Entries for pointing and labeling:
■ ■ ■ ■ ■
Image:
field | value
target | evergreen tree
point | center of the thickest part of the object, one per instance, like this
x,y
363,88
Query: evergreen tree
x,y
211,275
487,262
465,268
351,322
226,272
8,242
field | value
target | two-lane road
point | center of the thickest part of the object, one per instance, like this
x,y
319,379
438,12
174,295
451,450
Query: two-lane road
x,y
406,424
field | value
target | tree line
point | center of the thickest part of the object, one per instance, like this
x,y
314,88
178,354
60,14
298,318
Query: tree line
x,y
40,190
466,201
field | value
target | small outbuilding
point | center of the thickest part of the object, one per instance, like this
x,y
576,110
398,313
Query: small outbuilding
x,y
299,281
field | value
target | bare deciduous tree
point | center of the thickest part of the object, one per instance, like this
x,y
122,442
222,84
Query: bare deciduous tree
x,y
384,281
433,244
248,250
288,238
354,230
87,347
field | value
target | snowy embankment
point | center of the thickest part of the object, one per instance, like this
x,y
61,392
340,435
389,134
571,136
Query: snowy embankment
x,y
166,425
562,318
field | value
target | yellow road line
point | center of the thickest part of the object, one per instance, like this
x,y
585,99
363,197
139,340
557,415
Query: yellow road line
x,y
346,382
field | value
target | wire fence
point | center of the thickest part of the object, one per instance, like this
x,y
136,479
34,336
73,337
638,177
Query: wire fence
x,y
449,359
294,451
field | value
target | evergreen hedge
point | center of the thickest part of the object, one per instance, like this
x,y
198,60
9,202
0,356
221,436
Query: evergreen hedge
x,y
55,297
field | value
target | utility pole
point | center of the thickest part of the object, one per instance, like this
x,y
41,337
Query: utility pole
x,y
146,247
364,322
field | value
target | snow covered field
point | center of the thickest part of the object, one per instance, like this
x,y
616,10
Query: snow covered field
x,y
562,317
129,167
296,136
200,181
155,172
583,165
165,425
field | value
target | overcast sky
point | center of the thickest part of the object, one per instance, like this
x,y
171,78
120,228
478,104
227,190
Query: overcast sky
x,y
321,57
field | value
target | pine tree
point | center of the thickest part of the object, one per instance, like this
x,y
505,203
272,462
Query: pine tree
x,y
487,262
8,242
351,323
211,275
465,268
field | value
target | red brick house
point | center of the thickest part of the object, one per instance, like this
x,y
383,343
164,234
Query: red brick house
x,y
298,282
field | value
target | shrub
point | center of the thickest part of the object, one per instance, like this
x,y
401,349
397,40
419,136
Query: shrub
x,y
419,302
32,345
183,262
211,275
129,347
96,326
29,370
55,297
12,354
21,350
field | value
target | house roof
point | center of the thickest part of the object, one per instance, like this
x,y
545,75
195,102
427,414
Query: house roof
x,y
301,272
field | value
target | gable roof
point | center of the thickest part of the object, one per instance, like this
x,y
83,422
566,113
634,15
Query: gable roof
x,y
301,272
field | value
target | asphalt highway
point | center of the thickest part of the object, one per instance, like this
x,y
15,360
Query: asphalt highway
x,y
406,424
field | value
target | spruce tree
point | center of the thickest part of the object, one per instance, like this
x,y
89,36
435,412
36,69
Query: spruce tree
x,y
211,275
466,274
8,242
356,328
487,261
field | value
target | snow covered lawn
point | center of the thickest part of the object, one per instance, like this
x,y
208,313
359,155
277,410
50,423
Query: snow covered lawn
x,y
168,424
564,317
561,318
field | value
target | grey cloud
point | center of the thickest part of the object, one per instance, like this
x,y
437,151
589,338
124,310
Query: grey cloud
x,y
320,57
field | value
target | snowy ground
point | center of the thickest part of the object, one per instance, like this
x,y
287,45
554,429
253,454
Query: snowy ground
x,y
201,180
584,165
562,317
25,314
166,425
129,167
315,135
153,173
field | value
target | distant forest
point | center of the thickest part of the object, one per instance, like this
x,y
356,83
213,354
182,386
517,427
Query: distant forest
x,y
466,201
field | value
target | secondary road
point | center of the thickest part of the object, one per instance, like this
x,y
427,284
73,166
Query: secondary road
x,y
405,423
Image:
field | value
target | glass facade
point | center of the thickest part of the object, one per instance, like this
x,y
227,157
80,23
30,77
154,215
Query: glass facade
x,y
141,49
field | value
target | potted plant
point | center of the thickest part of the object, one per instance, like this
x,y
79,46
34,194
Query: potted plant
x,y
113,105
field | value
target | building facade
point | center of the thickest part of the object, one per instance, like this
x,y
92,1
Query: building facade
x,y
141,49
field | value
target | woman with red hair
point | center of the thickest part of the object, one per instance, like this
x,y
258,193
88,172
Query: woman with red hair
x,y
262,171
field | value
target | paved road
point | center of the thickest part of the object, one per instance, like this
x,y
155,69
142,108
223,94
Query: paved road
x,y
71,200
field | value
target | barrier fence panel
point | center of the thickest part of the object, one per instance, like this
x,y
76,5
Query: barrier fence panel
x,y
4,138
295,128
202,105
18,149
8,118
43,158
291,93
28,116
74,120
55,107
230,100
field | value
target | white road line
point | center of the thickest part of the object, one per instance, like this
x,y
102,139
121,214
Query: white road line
■ ■ ■ ■ ■
Exercise goal:
Pull out every line from the entries above that contains the word "facade", and treat uppercase and lowercase as different.

Response:
target | glass facade
Query: glass facade
target | building facade
Query: building facade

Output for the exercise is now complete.